▸ PROVIDED DATA
------------------------------------------------------------
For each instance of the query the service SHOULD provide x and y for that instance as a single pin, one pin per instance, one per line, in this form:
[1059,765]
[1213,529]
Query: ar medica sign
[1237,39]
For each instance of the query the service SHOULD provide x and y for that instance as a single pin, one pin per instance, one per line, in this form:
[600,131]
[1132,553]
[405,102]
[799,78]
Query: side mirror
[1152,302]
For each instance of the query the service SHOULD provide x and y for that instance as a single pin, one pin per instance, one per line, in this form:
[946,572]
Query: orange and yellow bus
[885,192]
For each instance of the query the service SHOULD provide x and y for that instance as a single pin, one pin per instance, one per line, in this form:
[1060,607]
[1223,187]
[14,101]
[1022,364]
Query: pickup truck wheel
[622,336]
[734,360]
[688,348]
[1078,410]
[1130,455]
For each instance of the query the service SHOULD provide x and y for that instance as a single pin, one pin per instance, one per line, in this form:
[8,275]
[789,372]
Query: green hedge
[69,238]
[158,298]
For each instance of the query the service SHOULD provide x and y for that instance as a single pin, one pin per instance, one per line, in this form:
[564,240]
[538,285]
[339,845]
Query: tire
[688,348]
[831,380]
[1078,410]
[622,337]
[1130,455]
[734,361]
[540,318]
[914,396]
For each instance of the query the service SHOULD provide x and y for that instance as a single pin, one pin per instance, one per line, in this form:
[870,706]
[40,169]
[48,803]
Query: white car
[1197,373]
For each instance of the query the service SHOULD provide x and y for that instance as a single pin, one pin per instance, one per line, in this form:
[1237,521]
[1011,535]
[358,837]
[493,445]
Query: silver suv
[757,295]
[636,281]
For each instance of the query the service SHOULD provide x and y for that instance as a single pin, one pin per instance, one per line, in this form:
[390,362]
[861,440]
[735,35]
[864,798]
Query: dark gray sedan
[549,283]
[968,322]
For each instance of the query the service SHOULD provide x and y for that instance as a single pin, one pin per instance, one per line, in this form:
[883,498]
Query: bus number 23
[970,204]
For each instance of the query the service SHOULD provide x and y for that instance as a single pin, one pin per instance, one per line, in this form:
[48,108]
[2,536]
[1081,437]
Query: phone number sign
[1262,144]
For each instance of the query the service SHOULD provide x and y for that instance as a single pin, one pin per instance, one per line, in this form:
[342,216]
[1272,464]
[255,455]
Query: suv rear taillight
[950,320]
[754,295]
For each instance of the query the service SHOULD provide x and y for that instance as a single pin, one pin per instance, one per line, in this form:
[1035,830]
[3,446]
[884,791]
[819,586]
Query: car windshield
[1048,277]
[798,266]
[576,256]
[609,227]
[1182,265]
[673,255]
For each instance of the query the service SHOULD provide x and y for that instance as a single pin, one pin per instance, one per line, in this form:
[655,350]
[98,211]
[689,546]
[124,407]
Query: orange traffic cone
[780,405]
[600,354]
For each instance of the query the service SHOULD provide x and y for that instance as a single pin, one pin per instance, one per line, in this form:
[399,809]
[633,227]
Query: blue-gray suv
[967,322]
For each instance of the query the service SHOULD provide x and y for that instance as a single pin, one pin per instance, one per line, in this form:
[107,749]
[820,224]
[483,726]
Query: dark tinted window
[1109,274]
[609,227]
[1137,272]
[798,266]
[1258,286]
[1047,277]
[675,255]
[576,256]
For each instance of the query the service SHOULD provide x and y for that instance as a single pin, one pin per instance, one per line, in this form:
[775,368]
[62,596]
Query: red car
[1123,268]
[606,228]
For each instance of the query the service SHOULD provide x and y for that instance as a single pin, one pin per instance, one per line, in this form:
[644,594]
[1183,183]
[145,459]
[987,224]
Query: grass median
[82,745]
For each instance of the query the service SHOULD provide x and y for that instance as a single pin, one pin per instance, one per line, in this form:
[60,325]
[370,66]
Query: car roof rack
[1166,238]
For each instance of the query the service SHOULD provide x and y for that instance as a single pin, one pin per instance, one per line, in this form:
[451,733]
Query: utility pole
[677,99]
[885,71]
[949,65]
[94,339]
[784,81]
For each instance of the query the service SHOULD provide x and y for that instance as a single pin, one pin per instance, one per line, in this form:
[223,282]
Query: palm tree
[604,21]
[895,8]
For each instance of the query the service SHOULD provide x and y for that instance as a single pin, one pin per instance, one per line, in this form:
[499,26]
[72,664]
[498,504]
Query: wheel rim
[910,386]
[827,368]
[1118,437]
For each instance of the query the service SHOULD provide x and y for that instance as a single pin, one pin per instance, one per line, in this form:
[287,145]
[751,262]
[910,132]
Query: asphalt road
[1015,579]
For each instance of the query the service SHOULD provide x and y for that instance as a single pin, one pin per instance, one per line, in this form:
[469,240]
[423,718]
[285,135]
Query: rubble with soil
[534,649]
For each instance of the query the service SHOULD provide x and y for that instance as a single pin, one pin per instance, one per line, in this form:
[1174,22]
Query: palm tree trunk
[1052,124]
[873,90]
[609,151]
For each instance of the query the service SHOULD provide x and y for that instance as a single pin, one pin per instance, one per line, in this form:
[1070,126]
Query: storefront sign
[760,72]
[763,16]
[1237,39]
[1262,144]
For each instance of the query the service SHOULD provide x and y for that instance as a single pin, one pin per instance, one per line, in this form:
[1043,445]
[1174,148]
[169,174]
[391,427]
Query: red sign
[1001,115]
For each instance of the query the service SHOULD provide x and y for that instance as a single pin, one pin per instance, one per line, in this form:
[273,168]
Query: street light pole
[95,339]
------------------------------------------------------------
Count the lines in the rows above that contain the word "wheel". Reply with only the number.

2